- PROMPT A
Which abbreviations does the arbitration document define in quotation marks, and what does each stand for?

+++ SELECTED TEXT +++

AWARD NO. CASE NO.

ARBITRATION COMMITTEE

UNDER THE

NEW YORK DOCK EMPLOYEE PROTECTIVE CONDITIONS

(IMPOSED BY THE INTERSTATE COMMERCE COMMISSION

IN FINANCE DOCKET NO. 29430)


RAILROAD YARDMASTERS OF AMERICA

VS.

SOUTHERN RAILWAY COMPANY

OUESTION AT ISSUE:

FINDINGS AND AWARD

"Is Mr. P. B. Ingram entitled to the benefits of Section 9 of Article I under the New York Dock II Conditions relative to his move from Lynchburg, Virginia to Raleigh, North Carolina, in June of 1983?"

BACKGROUND:

As a condition of its approval of the coordination of operations on the Norfolk and Western Railway Company (the "NW") and Southern Railway Company (the "SR"), the Interstate Commerce Commission (the "ICC"), under Finance Docket No. 29430 (Sub - No. 1), decided March 19, 1982, imposed the labor protective provisions commonly known as the New York Dock II Conditions (New York Dock Ev. - Control _- Brooklyn Eastern Dist., 360 I.C.C. 60 (1979) (New York Dock), affirmed sub. nom. New York Dock Ry. v. United States, 609 F.2d 83 (2d Cir. 1979).

+++

- PROMPT B
In the records, copy the lines from the one containing "target: black wingtip feather" through the one containing "task: segment each instance of the black", both included.

+++ MATERIAL PROVIDED +++

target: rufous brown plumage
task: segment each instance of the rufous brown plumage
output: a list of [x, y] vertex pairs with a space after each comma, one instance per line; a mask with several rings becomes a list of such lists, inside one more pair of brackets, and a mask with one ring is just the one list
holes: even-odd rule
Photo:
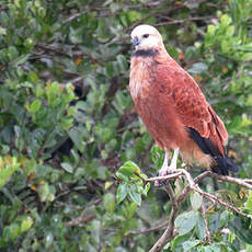
[[160, 174], [174, 170], [167, 165], [171, 149], [183, 161], [196, 162], [220, 174], [237, 171], [227, 157], [228, 133], [206, 101], [195, 80], [167, 53], [160, 33], [139, 25], [131, 33], [136, 51], [131, 57], [129, 90], [136, 110], [157, 145], [167, 151]]

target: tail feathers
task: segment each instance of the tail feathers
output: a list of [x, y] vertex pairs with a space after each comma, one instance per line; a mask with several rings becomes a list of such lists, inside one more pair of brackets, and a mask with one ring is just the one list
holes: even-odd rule
[[215, 173], [228, 175], [228, 171], [238, 172], [238, 168], [232, 160], [227, 154], [222, 154], [210, 138], [202, 137], [197, 130], [191, 127], [187, 129], [190, 137], [197, 144], [199, 149], [204, 153], [211, 156], [216, 161], [216, 165], [211, 168]]
[[211, 168], [213, 172], [221, 175], [228, 175], [228, 171], [238, 172], [237, 165], [227, 156], [226, 157], [219, 156], [219, 157], [215, 157], [214, 159], [217, 165]]

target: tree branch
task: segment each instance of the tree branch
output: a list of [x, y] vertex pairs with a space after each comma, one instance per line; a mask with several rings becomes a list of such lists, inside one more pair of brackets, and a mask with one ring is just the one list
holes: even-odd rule
[[[249, 217], [249, 215], [242, 213], [237, 207], [224, 202], [222, 199], [218, 198], [215, 195], [211, 195], [209, 193], [204, 192], [198, 186], [198, 182], [201, 180], [203, 180], [204, 177], [206, 177], [207, 175], [210, 175], [210, 176], [216, 177], [216, 179], [221, 180], [221, 181], [236, 183], [236, 184], [244, 186], [247, 188], [251, 188], [252, 185], [249, 184], [250, 181], [248, 181], [248, 180], [241, 180], [241, 179], [231, 177], [231, 176], [224, 176], [224, 175], [215, 174], [211, 171], [205, 171], [202, 174], [199, 174], [198, 176], [196, 176], [195, 179], [193, 179], [192, 175], [185, 169], [177, 169], [177, 171], [173, 174], [169, 174], [167, 176], [149, 177], [149, 179], [146, 179], [145, 181], [146, 182], [154, 182], [154, 181], [160, 181], [160, 180], [171, 180], [171, 179], [177, 179], [180, 175], [184, 175], [186, 177], [188, 185], [185, 186], [185, 188], [182, 191], [182, 193], [179, 195], [177, 198], [175, 198], [174, 192], [173, 192], [171, 185], [170, 184], [167, 185], [167, 191], [169, 193], [169, 196], [170, 196], [171, 203], [172, 203], [172, 210], [171, 210], [171, 215], [169, 217], [167, 229], [164, 230], [163, 234], [159, 238], [159, 240], [154, 243], [154, 245], [150, 249], [150, 252], [161, 251], [162, 248], [169, 241], [171, 241], [175, 236], [177, 236], [177, 233], [175, 231], [175, 227], [174, 227], [175, 218], [179, 215], [179, 206], [184, 201], [184, 198], [187, 196], [190, 191], [195, 191], [195, 192], [199, 193], [203, 197], [210, 199], [214, 204], [219, 203], [220, 205], [225, 206], [228, 209], [236, 211], [239, 215], [242, 215], [244, 217]], [[203, 205], [203, 216], [204, 216], [205, 225], [206, 225], [206, 240], [208, 242], [210, 242], [210, 233], [208, 230], [206, 211], [207, 211], [206, 207], [205, 207], [205, 205]]]

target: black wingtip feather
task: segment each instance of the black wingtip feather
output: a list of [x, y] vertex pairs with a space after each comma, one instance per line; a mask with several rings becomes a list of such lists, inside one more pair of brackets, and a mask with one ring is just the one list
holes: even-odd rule
[[215, 146], [209, 138], [202, 137], [198, 131], [193, 128], [188, 128], [188, 134], [204, 153], [210, 154], [215, 159], [217, 165], [211, 168], [215, 173], [228, 175], [229, 171], [238, 172], [238, 168], [232, 160], [228, 158], [227, 154], [222, 157], [217, 146]]

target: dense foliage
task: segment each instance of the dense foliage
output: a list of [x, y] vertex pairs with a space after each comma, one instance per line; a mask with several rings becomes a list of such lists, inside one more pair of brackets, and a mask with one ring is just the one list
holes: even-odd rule
[[[251, 0], [0, 0], [0, 251], [142, 252], [163, 232], [171, 202], [138, 176], [157, 174], [163, 153], [127, 90], [140, 23], [201, 84], [229, 131], [236, 176], [250, 179], [251, 16]], [[248, 190], [201, 186], [252, 215]], [[163, 251], [252, 251], [251, 219], [218, 204], [204, 242], [198, 204], [193, 193], [183, 202]]]

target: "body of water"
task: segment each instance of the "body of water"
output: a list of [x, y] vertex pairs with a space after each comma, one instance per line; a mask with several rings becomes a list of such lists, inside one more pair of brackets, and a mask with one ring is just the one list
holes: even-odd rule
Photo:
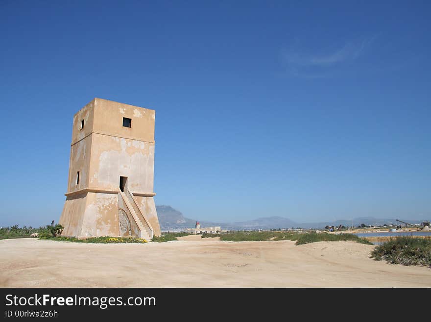
[[[428, 236], [431, 237], [431, 231], [400, 231], [399, 232], [384, 232], [378, 233], [362, 233], [354, 234], [359, 237], [396, 237], [399, 236]], [[384, 241], [370, 241], [375, 245], [381, 245]]]
[[362, 233], [354, 234], [359, 237], [396, 237], [398, 236], [430, 236], [431, 231], [400, 231], [399, 232]]

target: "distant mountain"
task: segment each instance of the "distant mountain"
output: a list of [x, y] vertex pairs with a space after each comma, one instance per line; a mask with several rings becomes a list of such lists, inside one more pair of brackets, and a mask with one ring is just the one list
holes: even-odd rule
[[[185, 217], [180, 211], [170, 206], [156, 206], [159, 223], [162, 230], [194, 228], [196, 220]], [[202, 227], [221, 226], [223, 229], [269, 229], [278, 227], [297, 227], [298, 224], [287, 218], [280, 217], [258, 218], [236, 223], [214, 223], [199, 221]]]
[[[160, 228], [163, 231], [184, 229], [186, 228], [194, 228], [196, 220], [185, 217], [183, 214], [170, 206], [156, 206]], [[270, 217], [257, 218], [234, 223], [214, 223], [199, 220], [202, 227], [208, 226], [221, 226], [223, 229], [270, 229], [278, 228], [295, 228], [300, 227], [306, 228], [323, 228], [326, 225], [357, 226], [361, 223], [366, 225], [397, 224], [396, 219], [381, 219], [374, 217], [358, 217], [353, 220], [340, 219], [334, 221], [321, 222], [318, 223], [298, 223], [290, 219], [281, 217]], [[409, 223], [420, 223], [423, 220], [400, 219]], [[398, 223], [399, 224], [399, 223]]]
[[162, 230], [173, 230], [194, 227], [195, 221], [186, 218], [170, 206], [156, 206], [159, 223]]

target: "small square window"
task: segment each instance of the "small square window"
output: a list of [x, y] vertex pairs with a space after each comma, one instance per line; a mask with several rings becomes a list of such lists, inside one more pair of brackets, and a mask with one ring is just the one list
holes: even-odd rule
[[125, 127], [132, 127], [132, 119], [123, 118], [123, 126]]

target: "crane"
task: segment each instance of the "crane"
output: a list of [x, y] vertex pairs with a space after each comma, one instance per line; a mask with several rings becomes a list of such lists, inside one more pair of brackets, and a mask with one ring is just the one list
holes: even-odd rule
[[397, 219], [396, 220], [397, 222], [400, 222], [400, 223], [405, 223], [406, 225], [408, 225], [409, 226], [411, 226], [412, 227], [414, 227], [414, 228], [416, 228], [418, 230], [420, 230], [418, 227], [416, 227], [414, 225], [411, 224], [411, 223], [406, 223], [405, 222], [403, 222], [403, 221], [402, 221], [401, 220], [399, 220], [398, 219]]

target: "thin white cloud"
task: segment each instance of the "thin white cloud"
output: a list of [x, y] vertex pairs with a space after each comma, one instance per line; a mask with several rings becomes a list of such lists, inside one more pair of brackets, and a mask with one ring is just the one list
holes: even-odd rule
[[375, 38], [347, 42], [341, 48], [327, 53], [311, 54], [297, 50], [285, 50], [282, 53], [283, 63], [294, 75], [308, 77], [312, 74], [311, 78], [325, 77], [325, 74], [321, 74], [322, 72], [327, 73], [364, 54]]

+++

- FINAL RESULT A
NW: Norfolk and Western Railway Company
SR: Southern Railway Company
ICC: Interstate Commerce Commission

- FINAL RESULT B
target: black wingtip feather
task: segment each instance of the black wingtip feather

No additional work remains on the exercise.